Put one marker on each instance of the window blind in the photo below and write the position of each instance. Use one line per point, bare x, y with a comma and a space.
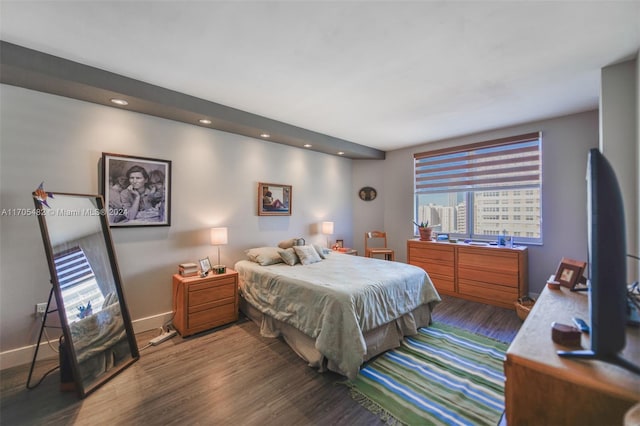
72, 268
509, 163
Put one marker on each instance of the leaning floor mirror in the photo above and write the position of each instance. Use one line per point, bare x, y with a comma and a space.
98, 338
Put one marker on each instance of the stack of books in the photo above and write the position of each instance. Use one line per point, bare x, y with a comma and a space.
188, 269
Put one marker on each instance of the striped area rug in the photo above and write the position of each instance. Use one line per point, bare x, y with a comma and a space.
441, 376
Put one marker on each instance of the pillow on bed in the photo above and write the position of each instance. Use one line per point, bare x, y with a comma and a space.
264, 255
287, 243
289, 256
307, 254
323, 252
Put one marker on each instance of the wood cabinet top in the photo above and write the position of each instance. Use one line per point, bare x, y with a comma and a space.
534, 348
517, 248
210, 276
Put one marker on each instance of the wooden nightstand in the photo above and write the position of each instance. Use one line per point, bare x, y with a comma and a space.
204, 303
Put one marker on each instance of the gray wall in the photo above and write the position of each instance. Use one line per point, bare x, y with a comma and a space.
214, 183
619, 118
565, 143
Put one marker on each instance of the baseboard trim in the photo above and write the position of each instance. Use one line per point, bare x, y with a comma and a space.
24, 355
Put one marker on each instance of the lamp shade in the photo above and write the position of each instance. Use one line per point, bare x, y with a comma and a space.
327, 228
218, 236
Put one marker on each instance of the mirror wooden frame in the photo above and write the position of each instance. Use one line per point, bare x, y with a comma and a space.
106, 347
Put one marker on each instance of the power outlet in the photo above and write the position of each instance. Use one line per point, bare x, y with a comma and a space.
41, 309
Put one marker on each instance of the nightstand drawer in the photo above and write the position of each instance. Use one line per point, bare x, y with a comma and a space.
205, 303
213, 317
212, 283
211, 293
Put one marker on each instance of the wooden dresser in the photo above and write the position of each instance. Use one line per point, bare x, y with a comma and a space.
488, 274
204, 303
544, 389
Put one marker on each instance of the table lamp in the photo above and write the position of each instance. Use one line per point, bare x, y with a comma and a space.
327, 229
218, 238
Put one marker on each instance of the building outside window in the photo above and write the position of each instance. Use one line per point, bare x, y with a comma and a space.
475, 191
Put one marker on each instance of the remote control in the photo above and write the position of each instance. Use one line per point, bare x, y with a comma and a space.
579, 322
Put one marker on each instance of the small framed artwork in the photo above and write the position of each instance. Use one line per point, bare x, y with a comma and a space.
569, 272
274, 199
205, 265
136, 190
367, 193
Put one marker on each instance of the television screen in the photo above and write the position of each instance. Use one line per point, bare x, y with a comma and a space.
607, 264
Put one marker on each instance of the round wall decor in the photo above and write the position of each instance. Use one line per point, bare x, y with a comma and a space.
367, 193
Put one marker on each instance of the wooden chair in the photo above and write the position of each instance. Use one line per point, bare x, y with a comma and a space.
378, 236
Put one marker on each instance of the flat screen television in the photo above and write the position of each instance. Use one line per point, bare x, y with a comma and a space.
607, 247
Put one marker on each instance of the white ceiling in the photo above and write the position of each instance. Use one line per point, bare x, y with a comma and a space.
385, 74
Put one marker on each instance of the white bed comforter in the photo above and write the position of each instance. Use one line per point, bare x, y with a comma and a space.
334, 301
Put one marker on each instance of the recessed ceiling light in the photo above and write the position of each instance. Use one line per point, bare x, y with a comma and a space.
120, 102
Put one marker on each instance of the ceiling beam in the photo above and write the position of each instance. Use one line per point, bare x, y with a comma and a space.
31, 69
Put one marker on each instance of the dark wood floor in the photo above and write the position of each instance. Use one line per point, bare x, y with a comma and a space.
214, 378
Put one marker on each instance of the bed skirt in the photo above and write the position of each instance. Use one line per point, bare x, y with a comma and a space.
378, 340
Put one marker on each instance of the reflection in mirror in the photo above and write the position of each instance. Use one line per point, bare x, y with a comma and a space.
98, 334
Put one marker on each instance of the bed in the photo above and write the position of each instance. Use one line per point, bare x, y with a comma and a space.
338, 311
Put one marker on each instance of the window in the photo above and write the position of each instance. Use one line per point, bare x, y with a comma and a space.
457, 190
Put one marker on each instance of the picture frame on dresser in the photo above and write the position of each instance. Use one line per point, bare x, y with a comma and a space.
136, 190
570, 272
205, 265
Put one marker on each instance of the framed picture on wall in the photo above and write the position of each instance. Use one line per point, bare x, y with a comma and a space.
274, 199
136, 190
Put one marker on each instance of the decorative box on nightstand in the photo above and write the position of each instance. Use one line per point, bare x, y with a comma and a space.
204, 303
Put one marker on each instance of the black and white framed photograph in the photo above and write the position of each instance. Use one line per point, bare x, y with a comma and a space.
136, 190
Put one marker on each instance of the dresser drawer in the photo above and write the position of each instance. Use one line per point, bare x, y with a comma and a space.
443, 283
491, 261
491, 292
509, 279
439, 253
486, 273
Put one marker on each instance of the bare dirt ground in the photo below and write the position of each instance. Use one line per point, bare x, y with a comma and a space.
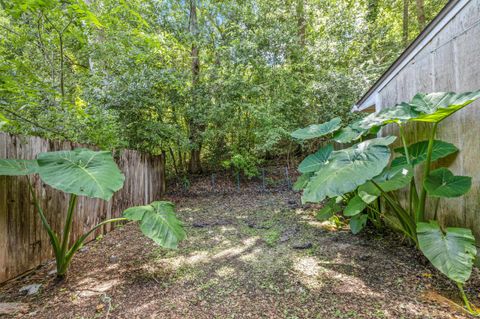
248, 255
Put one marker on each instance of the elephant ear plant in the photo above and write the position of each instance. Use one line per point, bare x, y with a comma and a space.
359, 175
84, 172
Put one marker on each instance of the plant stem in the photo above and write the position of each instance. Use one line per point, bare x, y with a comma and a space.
465, 299
62, 265
408, 227
79, 242
413, 195
51, 234
419, 216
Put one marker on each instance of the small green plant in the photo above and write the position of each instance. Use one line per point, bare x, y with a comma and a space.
361, 174
247, 164
83, 172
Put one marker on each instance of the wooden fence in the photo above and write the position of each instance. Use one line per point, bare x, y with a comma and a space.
23, 241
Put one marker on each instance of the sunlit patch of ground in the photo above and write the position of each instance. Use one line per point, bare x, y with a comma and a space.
239, 261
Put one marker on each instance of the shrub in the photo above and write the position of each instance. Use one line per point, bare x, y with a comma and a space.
83, 172
364, 172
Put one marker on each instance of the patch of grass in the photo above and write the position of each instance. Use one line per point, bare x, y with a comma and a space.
272, 237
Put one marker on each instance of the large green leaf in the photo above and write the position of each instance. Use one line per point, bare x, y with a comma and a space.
357, 223
302, 181
355, 206
18, 167
435, 107
442, 183
81, 172
158, 222
452, 252
317, 130
400, 113
314, 162
418, 152
350, 133
391, 179
349, 168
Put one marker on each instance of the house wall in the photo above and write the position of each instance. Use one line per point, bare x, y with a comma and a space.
449, 62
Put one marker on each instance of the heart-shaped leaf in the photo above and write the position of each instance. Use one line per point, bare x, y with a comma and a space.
348, 168
357, 223
418, 152
355, 206
18, 167
81, 172
158, 222
452, 252
435, 107
400, 113
442, 183
314, 162
317, 130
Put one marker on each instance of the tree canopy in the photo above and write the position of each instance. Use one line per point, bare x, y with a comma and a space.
210, 82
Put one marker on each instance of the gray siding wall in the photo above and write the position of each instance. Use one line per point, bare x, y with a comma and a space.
450, 62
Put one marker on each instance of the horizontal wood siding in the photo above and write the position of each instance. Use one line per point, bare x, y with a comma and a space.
450, 62
23, 241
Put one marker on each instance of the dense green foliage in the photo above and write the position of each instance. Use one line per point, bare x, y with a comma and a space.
83, 172
228, 79
363, 173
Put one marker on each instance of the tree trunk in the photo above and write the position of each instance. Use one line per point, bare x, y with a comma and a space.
421, 14
405, 23
194, 165
301, 23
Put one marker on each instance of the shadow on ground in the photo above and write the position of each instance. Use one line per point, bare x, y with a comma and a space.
246, 256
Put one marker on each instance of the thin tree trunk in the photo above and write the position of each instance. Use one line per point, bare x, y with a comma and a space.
194, 165
421, 13
405, 22
174, 162
301, 23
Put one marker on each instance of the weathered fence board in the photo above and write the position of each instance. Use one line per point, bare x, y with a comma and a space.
23, 242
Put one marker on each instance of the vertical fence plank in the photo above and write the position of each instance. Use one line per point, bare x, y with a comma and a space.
24, 243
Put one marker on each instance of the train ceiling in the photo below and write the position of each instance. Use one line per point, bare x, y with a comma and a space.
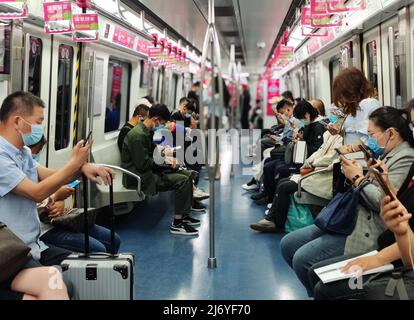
251, 25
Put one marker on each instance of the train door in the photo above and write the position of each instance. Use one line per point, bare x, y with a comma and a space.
372, 64
36, 74
396, 59
304, 88
311, 74
62, 97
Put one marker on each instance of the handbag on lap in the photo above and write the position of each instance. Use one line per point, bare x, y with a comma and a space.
14, 254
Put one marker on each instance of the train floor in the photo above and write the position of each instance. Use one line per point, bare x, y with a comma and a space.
168, 267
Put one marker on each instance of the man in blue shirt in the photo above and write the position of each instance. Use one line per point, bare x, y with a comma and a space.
24, 182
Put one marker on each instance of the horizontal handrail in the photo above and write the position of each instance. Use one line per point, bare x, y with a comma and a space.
128, 173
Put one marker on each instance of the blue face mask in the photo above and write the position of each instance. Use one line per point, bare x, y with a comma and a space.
159, 127
333, 119
305, 122
34, 136
372, 143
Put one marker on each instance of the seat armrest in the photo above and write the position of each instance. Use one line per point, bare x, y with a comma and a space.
128, 173
299, 193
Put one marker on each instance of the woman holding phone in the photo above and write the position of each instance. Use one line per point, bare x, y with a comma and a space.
396, 247
389, 130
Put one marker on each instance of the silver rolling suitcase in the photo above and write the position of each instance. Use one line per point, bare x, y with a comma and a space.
100, 276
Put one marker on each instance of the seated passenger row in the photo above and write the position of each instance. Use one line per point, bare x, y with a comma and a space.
32, 195
359, 123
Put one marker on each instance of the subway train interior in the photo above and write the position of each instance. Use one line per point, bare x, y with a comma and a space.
300, 188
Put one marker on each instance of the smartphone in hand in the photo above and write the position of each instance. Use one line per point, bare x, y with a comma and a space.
74, 184
384, 186
88, 139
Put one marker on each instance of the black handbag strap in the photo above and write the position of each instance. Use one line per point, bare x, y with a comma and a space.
85, 213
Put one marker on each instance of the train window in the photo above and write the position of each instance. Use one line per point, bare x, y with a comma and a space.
372, 64
35, 65
334, 69
398, 72
5, 43
144, 79
117, 94
64, 97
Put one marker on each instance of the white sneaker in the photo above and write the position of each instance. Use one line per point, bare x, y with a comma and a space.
200, 194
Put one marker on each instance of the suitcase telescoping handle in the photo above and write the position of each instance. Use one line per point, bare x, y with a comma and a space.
86, 216
112, 210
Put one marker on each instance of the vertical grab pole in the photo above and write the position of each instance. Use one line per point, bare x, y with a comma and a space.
212, 260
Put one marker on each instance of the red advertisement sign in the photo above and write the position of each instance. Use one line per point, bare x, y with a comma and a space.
329, 37
124, 38
313, 45
318, 7
142, 46
338, 6
86, 22
273, 90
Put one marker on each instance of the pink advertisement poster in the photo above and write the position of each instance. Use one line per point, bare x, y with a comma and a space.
273, 90
116, 82
124, 38
57, 11
142, 46
86, 22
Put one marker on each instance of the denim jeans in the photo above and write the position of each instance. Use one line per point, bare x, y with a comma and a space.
305, 247
99, 239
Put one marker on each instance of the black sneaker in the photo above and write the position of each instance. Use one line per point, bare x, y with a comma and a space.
259, 196
198, 207
251, 186
183, 229
191, 221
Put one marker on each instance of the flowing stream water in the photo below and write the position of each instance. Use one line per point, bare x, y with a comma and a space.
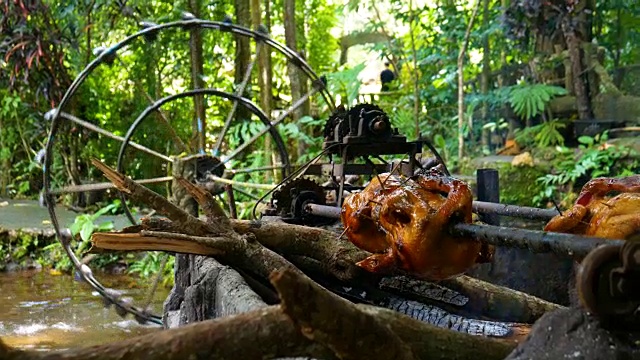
43, 311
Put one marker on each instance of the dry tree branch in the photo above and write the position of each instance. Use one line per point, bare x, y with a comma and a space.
369, 332
310, 322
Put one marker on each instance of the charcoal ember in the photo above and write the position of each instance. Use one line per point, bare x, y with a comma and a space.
571, 333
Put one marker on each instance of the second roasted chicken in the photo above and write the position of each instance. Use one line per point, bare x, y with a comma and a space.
597, 213
405, 223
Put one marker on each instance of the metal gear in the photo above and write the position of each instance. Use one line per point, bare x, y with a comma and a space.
285, 195
292, 197
372, 114
337, 118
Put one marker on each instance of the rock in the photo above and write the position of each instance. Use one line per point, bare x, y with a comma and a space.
573, 334
205, 289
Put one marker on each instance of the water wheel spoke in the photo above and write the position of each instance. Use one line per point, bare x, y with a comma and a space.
161, 115
239, 92
255, 169
111, 135
103, 186
273, 124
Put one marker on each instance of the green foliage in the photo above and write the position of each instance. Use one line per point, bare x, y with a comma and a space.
593, 160
530, 100
542, 135
516, 185
149, 265
82, 228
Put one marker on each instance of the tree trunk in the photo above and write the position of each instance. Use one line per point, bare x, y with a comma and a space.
415, 72
264, 80
296, 77
486, 71
581, 89
197, 73
243, 55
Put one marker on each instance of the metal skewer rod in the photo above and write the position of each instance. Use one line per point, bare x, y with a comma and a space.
574, 246
526, 212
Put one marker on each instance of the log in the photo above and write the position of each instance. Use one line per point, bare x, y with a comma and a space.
278, 331
338, 259
261, 334
339, 324
335, 258
237, 253
335, 322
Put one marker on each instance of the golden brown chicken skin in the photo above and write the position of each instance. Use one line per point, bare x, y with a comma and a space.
597, 214
404, 222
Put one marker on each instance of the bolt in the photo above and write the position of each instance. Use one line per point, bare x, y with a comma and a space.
379, 126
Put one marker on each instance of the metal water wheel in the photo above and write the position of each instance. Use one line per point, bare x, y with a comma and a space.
154, 133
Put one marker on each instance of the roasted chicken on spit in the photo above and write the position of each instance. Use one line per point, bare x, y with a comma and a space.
595, 213
405, 222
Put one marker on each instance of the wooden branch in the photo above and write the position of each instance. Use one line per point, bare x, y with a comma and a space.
207, 202
164, 241
241, 251
270, 333
186, 222
369, 332
498, 302
263, 334
337, 258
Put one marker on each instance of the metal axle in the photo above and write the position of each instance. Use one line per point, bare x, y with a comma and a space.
513, 210
574, 246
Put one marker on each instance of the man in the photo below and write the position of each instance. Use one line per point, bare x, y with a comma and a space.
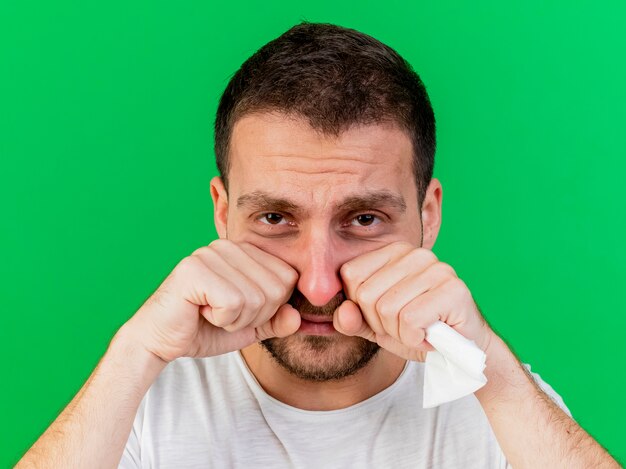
296, 339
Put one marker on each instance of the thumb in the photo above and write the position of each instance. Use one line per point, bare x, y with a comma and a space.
285, 322
349, 320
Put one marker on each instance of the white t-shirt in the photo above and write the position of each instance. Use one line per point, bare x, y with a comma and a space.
212, 413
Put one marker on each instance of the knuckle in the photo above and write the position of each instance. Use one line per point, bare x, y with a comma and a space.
407, 319
364, 296
255, 300
425, 255
347, 271
386, 309
291, 277
189, 264
445, 269
233, 302
277, 292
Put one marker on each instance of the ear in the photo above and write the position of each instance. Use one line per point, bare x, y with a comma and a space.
431, 213
220, 205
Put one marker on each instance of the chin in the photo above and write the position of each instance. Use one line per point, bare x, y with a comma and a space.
321, 357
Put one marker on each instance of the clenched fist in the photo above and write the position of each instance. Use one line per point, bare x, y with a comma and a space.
221, 298
396, 292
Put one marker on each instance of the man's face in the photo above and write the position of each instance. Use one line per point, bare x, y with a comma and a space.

◇ ◇ ◇ ◇ ◇ ◇ ◇

◆ **CHALLENGE**: Starting with the line that contains "Put one marker on each instance of the knuckle", write out each line through the end of the listing, exactly as it appears, and include nothing else.

◆ **EXERCISE RESPONSE**:
Put one marker on each instance of the knuckle in the photo above and write the position of each instance. Use one line per point, bare x, y with a comma and a space.
407, 319
364, 296
255, 300
425, 255
347, 271
386, 309
291, 277
189, 264
445, 269
233, 302
277, 292
Put one marker on each instance of the ear in the photo above and write the position of each instance. Use one line per point, bare x, y with a comma and a space.
431, 213
220, 205
Put one marker on each instance of the chin in the photo above and write the position of each instance. Use one line per point, bare x, y with a comma and a space.
321, 357
Put one marker on each instance of the clenched fist in the photo above and write the position of each instance. Use one line per point, bare x, y with a comma and a space.
221, 298
396, 292
Put one marker on each instance of the man's face in the photo above and write the position of each instance. Use one line per point, bare x, y with a comma and a space.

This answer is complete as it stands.